■ WORK INSTRUCTIONS:
[1] In the NAFTA lobbying text, which NAFTA member does not subscribe to the broader international agreement on eliminating tariffs on information technology goods?
[2] Continue the NAFTA lobbying text after its last sentence.

■ TEXT:
# # # #
US, Mexican and Canadian negotiators are due to start talks on the 23-year old trade pact on Wednesday. Farming and transportation groups have traditionally dominated lobbying on NAFTA, but technology lobbyists are helping lead the recent surge in efforts to influence Washington, according to data from the Center for Responsive Politics.
Tech companies and trade organizations disclosed they had 48 arrangements with lobby groups that discussed NAFTA with administration officials or lawmakers in the second quarter, up from 17 groups in the first quarter and one group at the end of 2016, according to the data.
"It's both defensive and offensive," Devi Keller, director of global policy for the Semiconductor Industry Association, said of the industry's position on the new talks. "There is an opportunity for expansion."
The industry now has almost as many lobby groups representing its views on NAFTA as the transport sector, which includes automakers. That sector had 52 lobbying groups discussing the trade pact with government officials between April and June. Agriculture still dominates the NAFTA lobbying effort with 86 arrangements with lobbying groups.
While the auto and farm lobbies are seeking to preserve cross-border supply chains and to retain access to markets in Mexico and Canada, the tech sector wants a revamped NAFTA to help it grow future business.
President Donald Trump has blamed NAFTA for the loss of US manufacturing jobs and threatened to withdraw from the pact unless it can be reworked in the United States' favour.
Tech firms want a ban on any future government requirements that providers of services, such as cloud computing store data in a particular country. They also seek a commitment by NAFTA members to join a broader international pact to eliminate all tariffs on a broad range of information technology goods, including computers, smartphones, semiconductors and medical devices. Today, the United States and Canada already subscribe to the broader tech agreement but Mexico does not.
# # # #
■ GIVEN ENTRIES:
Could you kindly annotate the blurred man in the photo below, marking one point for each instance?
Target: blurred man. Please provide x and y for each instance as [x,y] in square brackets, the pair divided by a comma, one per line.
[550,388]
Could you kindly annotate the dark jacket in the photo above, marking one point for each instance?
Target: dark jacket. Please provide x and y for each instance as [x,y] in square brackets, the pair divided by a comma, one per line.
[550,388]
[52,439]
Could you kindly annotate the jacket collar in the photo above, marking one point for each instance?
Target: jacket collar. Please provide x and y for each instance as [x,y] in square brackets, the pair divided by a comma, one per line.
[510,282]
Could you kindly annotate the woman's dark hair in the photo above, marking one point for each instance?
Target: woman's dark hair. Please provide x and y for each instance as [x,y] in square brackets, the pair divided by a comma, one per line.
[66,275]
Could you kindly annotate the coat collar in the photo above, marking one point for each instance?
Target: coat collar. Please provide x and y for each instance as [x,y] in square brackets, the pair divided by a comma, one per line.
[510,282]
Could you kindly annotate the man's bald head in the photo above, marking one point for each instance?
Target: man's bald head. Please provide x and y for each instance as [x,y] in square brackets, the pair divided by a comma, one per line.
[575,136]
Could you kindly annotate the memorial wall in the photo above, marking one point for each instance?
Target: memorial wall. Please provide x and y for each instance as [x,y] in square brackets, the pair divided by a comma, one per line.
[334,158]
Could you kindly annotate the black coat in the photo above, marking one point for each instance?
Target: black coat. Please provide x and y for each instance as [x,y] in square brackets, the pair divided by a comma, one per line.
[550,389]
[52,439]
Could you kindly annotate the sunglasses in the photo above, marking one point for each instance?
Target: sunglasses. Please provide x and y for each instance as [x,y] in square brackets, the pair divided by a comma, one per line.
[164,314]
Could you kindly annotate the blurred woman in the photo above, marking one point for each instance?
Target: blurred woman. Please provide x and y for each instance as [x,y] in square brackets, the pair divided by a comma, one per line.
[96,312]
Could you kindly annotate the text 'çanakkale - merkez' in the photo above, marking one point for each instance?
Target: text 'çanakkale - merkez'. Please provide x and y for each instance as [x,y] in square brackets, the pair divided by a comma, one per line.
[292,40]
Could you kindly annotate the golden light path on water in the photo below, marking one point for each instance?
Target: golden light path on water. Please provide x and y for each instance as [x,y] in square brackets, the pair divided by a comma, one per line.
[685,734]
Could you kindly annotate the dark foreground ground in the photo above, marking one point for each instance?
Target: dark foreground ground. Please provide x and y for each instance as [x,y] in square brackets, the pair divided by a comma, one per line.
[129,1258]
# # # #
■ SOLVED PROBLEMS:
[1] Mexico

[2]
While tech goods are already face no tariffs under NAFTA and industry representatives said there are no data flow restrictions in the region hampering trade, US firms want an updated NAFTA to help them access other markets by serving as a tech template for future trade pacts.
Tech industry associations have sent letters to the Trump administration asking negotiators to prioritise free flows of data and low tariffs as well as global cybersecurity standards, and have met with staff at the US Trade Representative.
"We're fairly confident the issues we identified will be addressed in the negotiations," said Ed Brzytwa, director of global policy at the Information Technology Industry Council.
It remains unclear, however, how prominently tech concerns will feature at NAFTA talks given Trump's focus on manufacturing.
The CRP, a nonprofit group that advocates for government transparency, includes media and publishing firms in the technology sector, but the overwhelming majority of the sector's disclosures on NAFTA came from hardware, software and digital services firms.
The CRP's database incorporates disclosures to both the Senate and the House of Representatives and includes both in-house lobbyists and external lobbying firms.
Cisco Systems, a networking hardware company, had as many as 10 lobbyists working on NAFTA issues. On a lobby disclosure form reviewed by Reuters, Cisco Systems listed NAFTA and government procurement as the trade issues handled by its lobbyists.
Microsoft, which counts cloud computing and software as core businesses, had as many as 13 lobbyists working on NAFTA, according to the CRP database.
The disclosure forms filed by Microsoft do not make clear whether all 13 lobbied on NAFTA, which is listed along with several other trade-related issues and cloud computing.
Amazon, a major cloud services provider and internet retailer, also cited NAFTA as well as "customs procedures" in its lobbying disclosure. The Trump administration has proposed easing customs barriers for online purchases.
Cisco Systems and Amazon declined to comment for this story while Microsoft representatives did not respond to a request for comment.